***** DOCUMENT SECTION *****
The banns of marriage, commonly known simply as the "banns" or "bans" /'bænz/ (from a Middle English word meaning "proclamation", rooted in Frankish and thence in Old French), are the public announcement in a Christian parish church, or in the town council, of an impending marriage between two specified persons. It is commonly associated with the Catholic Church, the Church of Sweden (Lutheran), the Church of England (Anglican), and with other Christian denominations whose traditions are similar. In 1983, the Catholic Church removed the requirement for banns and left it to individual national bishops' conferences to decide whether to continue the practice, but in most Catholic countries the banns are still published.

The purpose of banns is to enable anyone to raise any canonical or civil legal impediments to the marriage, so as to prevent invalid marriages. Impediments vary between legal jurisdictions, but would normally include a pre-existing marriage that has been neither dissolved nor annulled, a vow of celibacy, lack of consent, or the couple being related within a prohibited degree of kinship.

== Historical overview ==

=== Catholic ===
The original Catholic Canon law on the subject, intended to prevent clandestine marriages, was decreed in Canon 51 of the Lateran IV Council in 1215; until then, the public announcement in church of marriages to be contracted was only made in some areas. The Council of Trent on 11 November 1563 (Sess. XXIV, De ref. matr., c. i) made the provisions more precise: before the celebration of any marriage, the names of the contracting parties should be announced publicly in the church during Mass, by the parish priests of both parties on three consecutive Holy Days. Although the requirement was straightforward in canon law, complications sometimes arose in a marriage between a Catholic and a non-Catholic, when one of the parties to the marriage did not have a home parish in the Roman Catholic Church.
*****
### EXERCISES TO COMPLETE
1. List the impediments to marriage that the passage on banns of marriage names as ones that would normally be included.
2. Continue the passage on banns of marriage, starting after its final sentence.
***** DATASET EXCERPT *****
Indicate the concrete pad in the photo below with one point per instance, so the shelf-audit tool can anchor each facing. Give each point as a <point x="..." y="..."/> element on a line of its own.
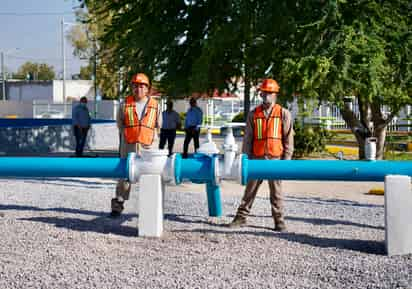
*****
### FINAL ANSWERS
1.
- A pre-existing marriage that has been neither dissolved nor annulled
- A vow of celibacy
- Lack of consent
- The couple being related within a prohibited degree of kinship

2.
Traditionally, banns were read from the pulpit and were usually published in the parish weekly bulletin. Before 1983, canon law required banns to be announced, or "asked", in the home parishes of both parties on three Sundays or Holy Days of Obligation before the marriage. Under Canon 1067 of the 1983 Code of Canon Law, the norms regarding the publication of banns are to be established by each individual national or regional Conference of bishops.

In some places, the words once spoken by the priest were: "I publish the banns of marriage between (Name of party) of the Parish of........ and (Name of other party) of this Parish. If any of you know cause or just impediment why these persons should not be joined together in Holy Matrimony, ye are to declare it. This is for the (first, second, third) time of asking."

Marriage licenses were introduced in the 14th century, to allow the usual notice period under banns to be waived, on payment of a fee and accompanied by a sworn declaration that there was no canonical impediment to the marriage.

===Lutheran===
In the Church of Sweden, the banns of marriage are announced during the "Notices", which follow the recitation of the Nicene Creed.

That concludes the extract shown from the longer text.